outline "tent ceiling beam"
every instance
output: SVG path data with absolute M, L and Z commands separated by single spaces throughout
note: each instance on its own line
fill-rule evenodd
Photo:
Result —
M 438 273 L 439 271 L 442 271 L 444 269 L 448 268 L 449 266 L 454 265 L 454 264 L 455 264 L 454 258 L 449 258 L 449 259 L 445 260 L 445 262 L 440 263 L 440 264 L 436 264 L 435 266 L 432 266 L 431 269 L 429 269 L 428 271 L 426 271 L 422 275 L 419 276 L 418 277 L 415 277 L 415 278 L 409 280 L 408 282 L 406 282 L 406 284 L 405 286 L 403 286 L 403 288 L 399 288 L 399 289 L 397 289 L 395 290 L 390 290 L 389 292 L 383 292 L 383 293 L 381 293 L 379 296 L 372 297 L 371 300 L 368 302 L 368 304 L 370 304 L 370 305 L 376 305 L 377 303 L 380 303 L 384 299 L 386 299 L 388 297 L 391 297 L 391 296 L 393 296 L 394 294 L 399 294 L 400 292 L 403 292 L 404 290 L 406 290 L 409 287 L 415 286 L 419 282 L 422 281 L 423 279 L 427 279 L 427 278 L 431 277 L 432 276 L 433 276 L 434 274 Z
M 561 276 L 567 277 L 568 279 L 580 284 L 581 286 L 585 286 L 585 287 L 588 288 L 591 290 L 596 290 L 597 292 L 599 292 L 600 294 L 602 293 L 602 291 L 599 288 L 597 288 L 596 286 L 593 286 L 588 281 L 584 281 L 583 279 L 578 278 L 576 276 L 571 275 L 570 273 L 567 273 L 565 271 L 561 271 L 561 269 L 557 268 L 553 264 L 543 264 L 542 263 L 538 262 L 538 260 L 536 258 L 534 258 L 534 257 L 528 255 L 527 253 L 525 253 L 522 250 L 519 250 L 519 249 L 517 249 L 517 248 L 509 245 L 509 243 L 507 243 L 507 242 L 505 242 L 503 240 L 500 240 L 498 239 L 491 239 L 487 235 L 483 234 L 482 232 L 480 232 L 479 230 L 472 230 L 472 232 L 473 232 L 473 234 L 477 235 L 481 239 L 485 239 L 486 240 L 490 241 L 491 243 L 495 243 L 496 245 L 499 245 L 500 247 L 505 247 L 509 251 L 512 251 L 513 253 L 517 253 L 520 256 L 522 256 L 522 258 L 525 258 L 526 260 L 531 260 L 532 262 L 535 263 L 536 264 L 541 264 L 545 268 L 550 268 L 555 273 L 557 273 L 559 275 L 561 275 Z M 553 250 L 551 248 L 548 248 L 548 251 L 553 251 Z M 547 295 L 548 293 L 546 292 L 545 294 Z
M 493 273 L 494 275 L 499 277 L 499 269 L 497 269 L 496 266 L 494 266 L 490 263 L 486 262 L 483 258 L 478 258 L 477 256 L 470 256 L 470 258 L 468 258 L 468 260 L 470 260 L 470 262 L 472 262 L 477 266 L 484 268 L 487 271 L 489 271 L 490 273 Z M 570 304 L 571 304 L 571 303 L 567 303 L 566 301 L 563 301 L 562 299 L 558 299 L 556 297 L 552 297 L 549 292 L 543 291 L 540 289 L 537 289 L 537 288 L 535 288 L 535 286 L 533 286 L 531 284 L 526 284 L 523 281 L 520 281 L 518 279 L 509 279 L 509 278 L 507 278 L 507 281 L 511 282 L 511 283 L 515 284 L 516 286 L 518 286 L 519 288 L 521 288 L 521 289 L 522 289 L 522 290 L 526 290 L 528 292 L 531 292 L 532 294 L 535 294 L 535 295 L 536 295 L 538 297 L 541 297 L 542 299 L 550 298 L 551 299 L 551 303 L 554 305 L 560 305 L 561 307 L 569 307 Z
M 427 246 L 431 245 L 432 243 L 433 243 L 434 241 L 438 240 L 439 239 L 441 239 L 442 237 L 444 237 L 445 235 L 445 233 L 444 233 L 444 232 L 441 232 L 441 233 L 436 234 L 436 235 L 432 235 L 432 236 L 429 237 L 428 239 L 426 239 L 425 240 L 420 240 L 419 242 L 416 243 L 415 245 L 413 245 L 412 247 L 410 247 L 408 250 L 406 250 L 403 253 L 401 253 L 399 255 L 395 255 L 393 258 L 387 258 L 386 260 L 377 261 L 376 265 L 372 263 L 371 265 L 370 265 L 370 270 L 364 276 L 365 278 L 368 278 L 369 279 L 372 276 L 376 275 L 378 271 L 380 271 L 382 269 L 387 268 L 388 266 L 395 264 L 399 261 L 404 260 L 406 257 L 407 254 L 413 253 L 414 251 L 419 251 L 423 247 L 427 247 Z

> [PROBLEM DETAILS]: Can you put every line of the records above into a JSON list of strings, one string per line, with blank lines left out?

> [SOLUTION FOR THIS TASK]:
[
  "outline \"tent ceiling beam\"",
  "every instance",
  "output: SVG path data with absolute M, L and Z commands separated by single spaces throughout",
  "note: each instance on its own line",
  "fill-rule evenodd",
  "Photo:",
  "Result —",
  "M 438 273 L 439 271 L 442 271 L 444 269 L 448 268 L 449 266 L 454 265 L 454 264 L 455 264 L 454 258 L 449 258 L 449 259 L 445 260 L 445 262 L 440 263 L 440 264 L 436 264 L 435 266 L 432 266 L 431 269 L 429 269 L 428 271 L 426 271 L 422 275 L 419 276 L 418 277 L 415 277 L 415 278 L 409 280 L 408 282 L 406 282 L 406 284 L 405 286 L 403 286 L 403 288 L 399 288 L 399 289 L 397 289 L 395 290 L 390 290 L 389 292 L 383 292 L 383 293 L 381 293 L 379 296 L 372 297 L 371 300 L 368 302 L 368 304 L 370 304 L 370 305 L 376 305 L 377 303 L 380 303 L 384 299 L 386 299 L 388 297 L 391 297 L 391 296 L 393 296 L 394 294 L 399 294 L 400 292 L 403 292 L 404 290 L 406 290 L 409 287 L 415 286 L 419 282 L 422 281 L 423 279 L 427 279 L 427 278 L 431 277 L 432 276 L 433 276 L 434 274 Z",
  "M 561 276 L 567 277 L 568 279 L 580 284 L 581 286 L 585 286 L 585 287 L 588 288 L 591 290 L 596 290 L 597 292 L 599 292 L 600 294 L 602 293 L 602 291 L 599 288 L 597 288 L 596 286 L 593 286 L 588 281 L 584 281 L 583 279 L 578 278 L 576 276 L 571 275 L 570 273 L 567 273 L 565 271 L 561 271 L 561 269 L 557 268 L 553 264 L 543 264 L 542 263 L 538 262 L 538 260 L 536 258 L 534 258 L 534 257 L 528 255 L 527 253 L 525 253 L 522 250 L 519 250 L 519 249 L 517 249 L 517 248 L 509 245 L 509 243 L 507 243 L 507 242 L 505 242 L 503 240 L 500 240 L 498 239 L 491 239 L 487 235 L 483 234 L 482 232 L 480 232 L 479 230 L 472 230 L 472 232 L 473 232 L 473 234 L 477 235 L 481 239 L 485 239 L 486 240 L 490 241 L 491 243 L 495 243 L 496 245 L 499 245 L 500 247 L 505 247 L 509 251 L 512 251 L 513 253 L 517 253 L 520 256 L 522 256 L 522 258 L 525 258 L 526 260 L 531 260 L 532 262 L 535 263 L 536 264 L 541 264 L 545 268 L 550 268 L 555 273 L 557 273 L 559 275 L 561 275 Z M 553 250 L 551 248 L 548 248 L 548 251 L 553 251 Z M 547 295 L 548 293 L 546 292 L 545 294 Z",
  "M 493 273 L 494 275 L 499 277 L 499 269 L 497 269 L 496 266 L 494 266 L 490 263 L 486 262 L 483 258 L 478 258 L 477 256 L 470 256 L 470 258 L 468 258 L 468 260 L 470 260 L 470 262 L 472 262 L 477 266 L 484 268 L 487 271 L 489 271 L 490 273 Z M 570 304 L 571 304 L 571 303 L 567 303 L 566 301 L 563 301 L 562 299 L 558 299 L 556 297 L 552 297 L 549 292 L 543 291 L 540 289 L 537 289 L 537 288 L 535 288 L 535 286 L 533 286 L 531 284 L 526 284 L 523 281 L 520 281 L 518 279 L 509 279 L 509 278 L 507 278 L 507 281 L 511 282 L 511 283 L 515 284 L 516 286 L 518 286 L 519 288 L 521 288 L 521 289 L 522 289 L 522 290 L 526 290 L 528 292 L 531 292 L 532 294 L 535 294 L 535 295 L 536 295 L 538 297 L 541 297 L 542 299 L 550 298 L 551 299 L 551 303 L 554 305 L 560 305 L 561 307 L 569 307 Z",
  "M 427 246 L 431 245 L 432 243 L 433 243 L 434 241 L 438 240 L 439 239 L 441 239 L 442 237 L 444 237 L 445 235 L 445 233 L 444 233 L 444 232 L 441 232 L 441 233 L 436 234 L 436 235 L 432 235 L 432 236 L 429 237 L 428 239 L 426 239 L 425 240 L 420 240 L 419 242 L 416 243 L 415 245 L 413 245 L 412 247 L 410 247 L 408 250 L 406 250 L 403 253 L 401 253 L 399 255 L 395 255 L 393 258 L 387 258 L 386 260 L 377 261 L 376 265 L 372 263 L 371 265 L 370 265 L 370 270 L 364 276 L 365 278 L 368 278 L 369 279 L 372 276 L 376 275 L 378 271 L 380 271 L 382 269 L 387 268 L 388 266 L 395 264 L 399 261 L 404 260 L 406 257 L 407 254 L 413 253 L 414 251 L 419 251 L 423 247 L 427 247 Z"
]